**Excerpted text**

You're a grand old flag,
You're a high flying flag
And forever in peace may you wave.
You're the emblem of
The land I love.
The home of the free and the brave.
Ev'ry heart beats true
'neath the Red, White and Blue,
Where there's never a boast or brag.
Should auld acquaintance be forgot,
Keep your eye on the grand old flag.
Music and lyrics by George M. Cohan
On this Forth of July I want to share with you a great story told by Charles Kuralt about the man...NOT the beer.
Revolutionary War Patriot Samuel Adams Destroys Personal Letters on July 8, 1776
The American Revolutionary War patriots put their lives on the line once they signed the Declaration of Independence. This was, in effect, an act of treason, which could of cost them their lives. Sending private letters criticizing the British Crown, being caught with questionable letters in one's possession might also have sent one to the gallows. No one was more aware of that than Massachusetts patriot Samuel Adams.
Noted journalist Charles Kuralt tells a delightful story, on the occasion of the nation's Bicentennial on July 4, 1976, about what Sam Adams did in Philadelphia on July 8, 1776, after hearing the Declaration of Independence read in public there. That was the first public reading of the Declaration to occur.

**Dataset extract**

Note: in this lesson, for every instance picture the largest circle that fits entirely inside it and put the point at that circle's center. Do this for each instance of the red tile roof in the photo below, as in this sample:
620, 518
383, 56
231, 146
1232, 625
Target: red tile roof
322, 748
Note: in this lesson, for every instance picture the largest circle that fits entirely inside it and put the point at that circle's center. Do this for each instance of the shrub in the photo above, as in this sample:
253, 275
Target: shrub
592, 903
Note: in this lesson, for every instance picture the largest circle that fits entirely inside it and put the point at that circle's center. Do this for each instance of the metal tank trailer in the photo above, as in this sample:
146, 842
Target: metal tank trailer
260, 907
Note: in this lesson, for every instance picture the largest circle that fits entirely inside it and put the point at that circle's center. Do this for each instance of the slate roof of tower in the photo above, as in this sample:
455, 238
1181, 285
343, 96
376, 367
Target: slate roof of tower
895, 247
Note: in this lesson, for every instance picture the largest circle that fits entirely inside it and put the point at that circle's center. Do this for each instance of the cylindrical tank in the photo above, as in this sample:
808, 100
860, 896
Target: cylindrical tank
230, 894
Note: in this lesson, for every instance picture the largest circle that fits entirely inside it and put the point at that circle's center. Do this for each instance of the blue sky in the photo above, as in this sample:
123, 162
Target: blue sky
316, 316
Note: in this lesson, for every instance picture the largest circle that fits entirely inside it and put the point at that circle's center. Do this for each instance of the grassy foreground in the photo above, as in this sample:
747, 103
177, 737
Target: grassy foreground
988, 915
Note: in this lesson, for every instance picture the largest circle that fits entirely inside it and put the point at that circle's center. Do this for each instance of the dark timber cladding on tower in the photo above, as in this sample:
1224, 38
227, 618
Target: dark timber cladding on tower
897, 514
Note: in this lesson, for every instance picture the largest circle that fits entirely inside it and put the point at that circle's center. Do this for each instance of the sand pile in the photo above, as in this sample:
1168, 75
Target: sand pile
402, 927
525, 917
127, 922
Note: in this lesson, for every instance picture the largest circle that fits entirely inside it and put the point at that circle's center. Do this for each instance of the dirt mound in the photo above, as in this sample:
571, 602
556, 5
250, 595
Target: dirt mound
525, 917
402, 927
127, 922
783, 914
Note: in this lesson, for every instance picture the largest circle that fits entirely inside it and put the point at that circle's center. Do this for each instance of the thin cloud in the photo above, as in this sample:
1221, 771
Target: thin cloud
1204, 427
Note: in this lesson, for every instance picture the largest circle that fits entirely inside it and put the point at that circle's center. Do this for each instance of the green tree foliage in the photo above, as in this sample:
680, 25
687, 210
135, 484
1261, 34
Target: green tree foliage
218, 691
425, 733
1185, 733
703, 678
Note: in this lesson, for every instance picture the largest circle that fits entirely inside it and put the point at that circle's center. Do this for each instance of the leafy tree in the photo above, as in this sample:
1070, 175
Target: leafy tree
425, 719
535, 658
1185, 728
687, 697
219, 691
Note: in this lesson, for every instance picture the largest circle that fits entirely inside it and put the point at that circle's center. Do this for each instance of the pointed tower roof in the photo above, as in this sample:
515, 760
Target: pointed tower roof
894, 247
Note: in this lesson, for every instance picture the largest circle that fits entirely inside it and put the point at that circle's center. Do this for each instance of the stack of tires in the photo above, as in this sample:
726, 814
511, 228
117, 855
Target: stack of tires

**Task list**
• A. Quote the Fourth of July text word for word, beginning at the words "The home of" and stopping after "patriot Samuel Adams.".
• B. In the Fourth of July text, who is credited with the music and lyrics of the song?
• C. Continue the Fourth of July text about Samuel Adams from the point where it stops.

**Answers for the tasks**
• A.
The home of the free and the brave.
Ev'ry heart beats true
'neath the Red, White and Blue,
Where there's never a boast or brag.
Should auld acquaintance be forgot,
Keep your eye on the grand old flag.
Music and lyrics by George M. Cohan
On this Forth of July I want to share with you a great story told by Charles Kuralt about the man...NOT the beer.
Revolutionary War Patriot Samuel Adams Destroys Personal Letters on July 8, 1776
The American Revolutionary War patriots put their lives on the line once they signed the Declaration of Independence. This was, in effect, an act of treason, which could of cost them their lives. Sending private letters criticizing the British Crown, being caught with questionable letters in one's possession might also have sent one to the gallows. No one was more aware of that than Massachusetts patriot Samuel Adams.

• B. George M. Cohan

• C.
"I like the way Sam Adams celebrated. That 20-[year] old Massachusetts architect of revolution had agitated for independence, you know, for years, back in the 1760s and 70s. He had sat through it all, the debates of the spring and the summer in Philadelphia. And finally he experienced the thrill-- for him it must really have been a thrill of signing the Declaration of Independence. Now it had been read in public for the first time. It was the 8th of July in Philadelphia and that old town exploded with the news. Bonfires were burning, church bells were ringing, and people were cheering all over town."
"Sam Adams was celebrating inside himself. He walked back to his boarding house, Mrs. Yard's in Arch Street, and took up a bundle of letters he had received from friends and patriots down the years. These were letters which might hang those friends now, if they ever fell into the hands of the British."
"Sam Adams spent a long time with a pair of scissors, snipping those letters into tiny bits. He opened his second-story window, so that he could look down on the chaos in the street below, and quite thoughtfully and quietly, he let those little bits of paper fly by the handsful and fluttered down on the celebration--confetti for a new nation. Then quite tired and quite satisfied, Sam Adams closed the window and went to sleep. Maybe we don't need fireworks. Maybe some small private act of celebration is enough."
To learn much more about the Fourth of July, please visit James R. Heintze at...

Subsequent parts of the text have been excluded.